• [Job] Write out again, unchanged, everything from the start of the items through the line that holds "<point>39,139</point>", including that line. Leave the pictures out.

• [Data shown]

________________

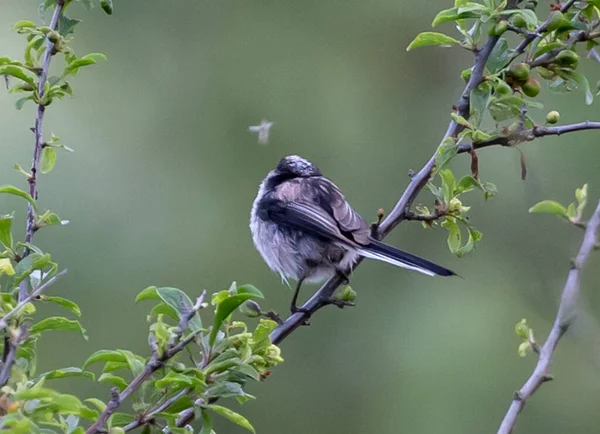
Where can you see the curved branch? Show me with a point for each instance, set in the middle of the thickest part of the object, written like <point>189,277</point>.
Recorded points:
<point>399,212</point>
<point>564,318</point>
<point>39,139</point>
<point>323,295</point>
<point>156,361</point>
<point>529,135</point>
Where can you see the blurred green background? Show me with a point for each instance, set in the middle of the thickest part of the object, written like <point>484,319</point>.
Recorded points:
<point>165,171</point>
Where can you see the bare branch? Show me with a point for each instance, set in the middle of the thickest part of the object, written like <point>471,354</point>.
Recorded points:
<point>564,318</point>
<point>31,296</point>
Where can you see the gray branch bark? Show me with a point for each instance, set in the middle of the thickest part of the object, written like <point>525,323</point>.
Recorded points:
<point>564,319</point>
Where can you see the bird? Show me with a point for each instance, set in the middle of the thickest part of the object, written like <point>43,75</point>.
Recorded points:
<point>305,229</point>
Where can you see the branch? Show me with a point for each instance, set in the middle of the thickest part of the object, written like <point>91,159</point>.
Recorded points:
<point>399,213</point>
<point>149,417</point>
<point>529,135</point>
<point>323,295</point>
<point>39,140</point>
<point>31,296</point>
<point>154,364</point>
<point>564,319</point>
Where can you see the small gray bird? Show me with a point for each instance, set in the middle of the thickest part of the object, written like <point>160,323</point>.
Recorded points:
<point>305,229</point>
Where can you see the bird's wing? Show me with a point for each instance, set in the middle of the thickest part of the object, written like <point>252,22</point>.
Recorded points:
<point>349,222</point>
<point>321,210</point>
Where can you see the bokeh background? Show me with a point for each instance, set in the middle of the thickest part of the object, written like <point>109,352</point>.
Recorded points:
<point>165,171</point>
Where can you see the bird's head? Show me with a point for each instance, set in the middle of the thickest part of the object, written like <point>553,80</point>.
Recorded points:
<point>297,166</point>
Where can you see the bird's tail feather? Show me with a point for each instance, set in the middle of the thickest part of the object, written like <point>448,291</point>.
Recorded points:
<point>382,252</point>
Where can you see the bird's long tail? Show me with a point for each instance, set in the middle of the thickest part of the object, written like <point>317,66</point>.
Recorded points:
<point>382,252</point>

________________

• [Expected output]
Where can you see the curved branch? Show me with a point for each instance, set in the middle of the thickest part of the object, written like <point>189,277</point>.
Recorded points:
<point>399,212</point>
<point>564,318</point>
<point>39,139</point>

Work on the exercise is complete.